Статья
..........

Вернемся все же в Черевковскую волость и посмотрим, как жили крестьяне в XVIIв.
Жилище. Размеры изб северных районов России в XVI-XVII вв. в среднем не превышали размеры древнерусских жилищ[86]. Собственно крестьянские избы (без сеней и хлева) в плане имели форму, приближающуюся к квадрату, длина их стен составляла около 6 метров. Вместе с сенями и хлевом длина боковой стены крестьянского жилища могла иметь до 18-20 м. Как правило, основой избы служила рубленая в обло клеть. В некоторых случаях встречались пятистенки и даже так называемые избы-двойни: две клети, поставленные рядом, длина стен которых в отдельности также составляла примерно 6 м. Таким образом длина фасадной стены могла достигать 12 м.
Типичным примером крестьянских изб XVIIв. могут служить избы крестьян деревень Максимовской и Давыдовской Черевковской волости:
- в дер. Максимовской Антип Бердников и Кузьма Щепин имели избы размером 6 х 18 м каждая, Иван Селезнев - 12 х 18 м;
- в дер. Давыдовской Татьяна Щепина владела домом размерами 12 х 20 м, а ее сосед Фома Моросковых – 10 х 20 м.[87]
Нижние венцы сруба ставились в большинстве случаев не прямо на землю, а на разные подкладки, заменяющие фундамент: камни-валуны, деревянные столбы-стулья. Для предохранения нижних венцов от сырости и сохранения тепла внутри помещения вокруг срубов возводились завалинки из бревен, положенных на землю параллельно основному срубу. Пространство между бревнами завалинки и срубом заполнялось землей или глиной[88]. В высоту стены возводились из 14-15 венцов бревнами диаметром 25-30 см. Пазы между бревнами промазывались глиной или прокладывались мхом. На нижние венцы и столбы-стулья шла лиственница, остальные изготовлялись из сосны, ель практически не использовалась.

..........

Извлечённые сведения
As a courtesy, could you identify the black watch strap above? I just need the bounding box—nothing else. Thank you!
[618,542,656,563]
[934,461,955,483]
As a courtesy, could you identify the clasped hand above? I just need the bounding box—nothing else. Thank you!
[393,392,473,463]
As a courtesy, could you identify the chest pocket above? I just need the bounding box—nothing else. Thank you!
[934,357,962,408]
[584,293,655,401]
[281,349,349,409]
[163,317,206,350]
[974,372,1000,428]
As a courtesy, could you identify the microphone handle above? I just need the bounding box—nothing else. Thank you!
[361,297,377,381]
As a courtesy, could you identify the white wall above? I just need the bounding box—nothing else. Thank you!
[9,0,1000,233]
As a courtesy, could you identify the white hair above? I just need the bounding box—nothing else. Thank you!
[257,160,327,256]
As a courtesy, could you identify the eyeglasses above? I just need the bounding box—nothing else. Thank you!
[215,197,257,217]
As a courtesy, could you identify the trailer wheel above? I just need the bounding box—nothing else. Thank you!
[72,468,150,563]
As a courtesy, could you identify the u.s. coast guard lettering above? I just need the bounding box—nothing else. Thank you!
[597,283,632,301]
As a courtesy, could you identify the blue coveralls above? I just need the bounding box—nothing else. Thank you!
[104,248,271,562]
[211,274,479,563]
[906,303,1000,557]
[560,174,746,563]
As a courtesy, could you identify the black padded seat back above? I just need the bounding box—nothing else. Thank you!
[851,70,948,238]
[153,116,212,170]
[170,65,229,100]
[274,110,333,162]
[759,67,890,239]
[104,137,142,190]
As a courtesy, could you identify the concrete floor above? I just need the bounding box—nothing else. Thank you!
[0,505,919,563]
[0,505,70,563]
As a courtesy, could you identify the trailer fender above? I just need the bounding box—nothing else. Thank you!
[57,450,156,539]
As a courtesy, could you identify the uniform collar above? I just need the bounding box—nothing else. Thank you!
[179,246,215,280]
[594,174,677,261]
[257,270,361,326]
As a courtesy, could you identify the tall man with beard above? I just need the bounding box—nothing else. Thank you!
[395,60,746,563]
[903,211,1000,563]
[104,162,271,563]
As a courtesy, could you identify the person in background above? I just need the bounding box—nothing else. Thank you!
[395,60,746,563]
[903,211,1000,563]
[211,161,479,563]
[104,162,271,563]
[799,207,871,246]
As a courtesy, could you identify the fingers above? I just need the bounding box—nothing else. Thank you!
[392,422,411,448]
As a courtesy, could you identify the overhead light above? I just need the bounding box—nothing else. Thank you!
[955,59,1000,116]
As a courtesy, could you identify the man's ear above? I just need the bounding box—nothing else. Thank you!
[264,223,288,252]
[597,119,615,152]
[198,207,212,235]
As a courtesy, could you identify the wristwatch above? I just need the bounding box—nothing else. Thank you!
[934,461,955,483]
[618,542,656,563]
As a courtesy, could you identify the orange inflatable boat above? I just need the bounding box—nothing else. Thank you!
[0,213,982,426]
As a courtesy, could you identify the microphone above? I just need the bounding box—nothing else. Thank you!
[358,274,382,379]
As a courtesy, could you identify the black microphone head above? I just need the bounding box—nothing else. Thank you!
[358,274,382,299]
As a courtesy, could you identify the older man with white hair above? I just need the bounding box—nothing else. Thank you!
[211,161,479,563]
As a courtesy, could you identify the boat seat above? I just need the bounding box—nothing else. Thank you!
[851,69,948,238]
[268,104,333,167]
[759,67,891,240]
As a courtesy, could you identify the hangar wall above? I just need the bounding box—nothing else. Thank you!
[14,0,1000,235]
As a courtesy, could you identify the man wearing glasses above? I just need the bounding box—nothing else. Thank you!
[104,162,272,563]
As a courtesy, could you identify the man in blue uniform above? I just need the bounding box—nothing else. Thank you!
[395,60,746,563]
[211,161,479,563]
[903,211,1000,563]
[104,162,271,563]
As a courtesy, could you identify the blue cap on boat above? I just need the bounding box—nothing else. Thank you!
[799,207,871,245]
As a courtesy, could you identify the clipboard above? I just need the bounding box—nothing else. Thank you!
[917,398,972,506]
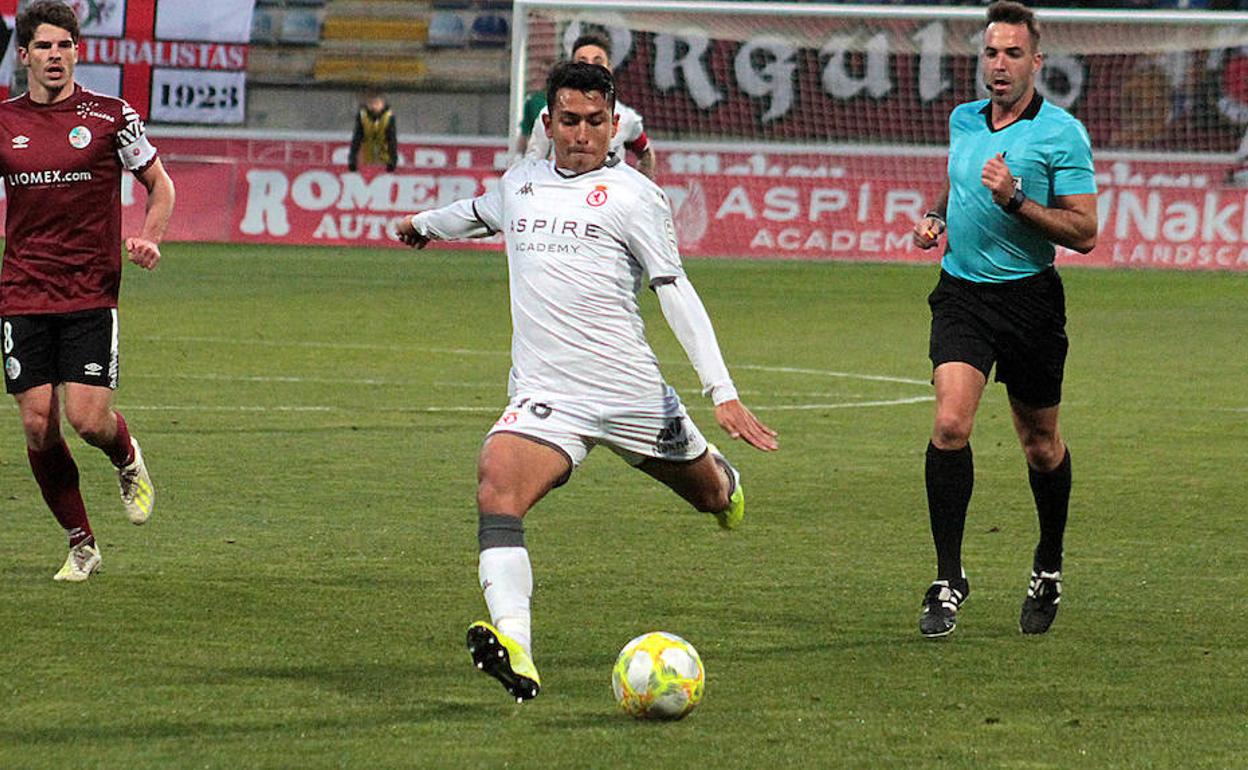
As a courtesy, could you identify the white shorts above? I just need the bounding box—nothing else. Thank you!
[485,386,706,468]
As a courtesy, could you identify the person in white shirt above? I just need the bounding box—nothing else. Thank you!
[524,32,659,180]
[397,62,778,700]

..........

Задание
Перепишите без изменений часть статьи о крестьянских избах, которая начинается со слов «Вернемся все же» и заканчивается словами «достигать 12 м.».

Ответ к заданию
Вернемся все же в Черевковскую волость и посмотрим, как жили крестьяне в XVIIв.
Жилище. Размеры изб северных районов России в XVI-XVII вв. в среднем не превышали размеры древнерусских жилищ[86]. Собственно крестьянские избы (без сеней и хлева) в плане имели форму, приближающуюся к квадрату, длина их стен составляла около 6 метров. Вместе с сенями и хлевом длина боковой стены крестьянского жилища могла иметь до 18-20 м. Как правило, основой избы служила рубленая в обло клеть. В некоторых случаях встречались пятистенки и даже так называемые избы-двойни: две клети, поставленные рядом, длина стен которых в отдельности также составляла примерно 6 м. Таким образом длина фасадной стены могла достигать 12 м.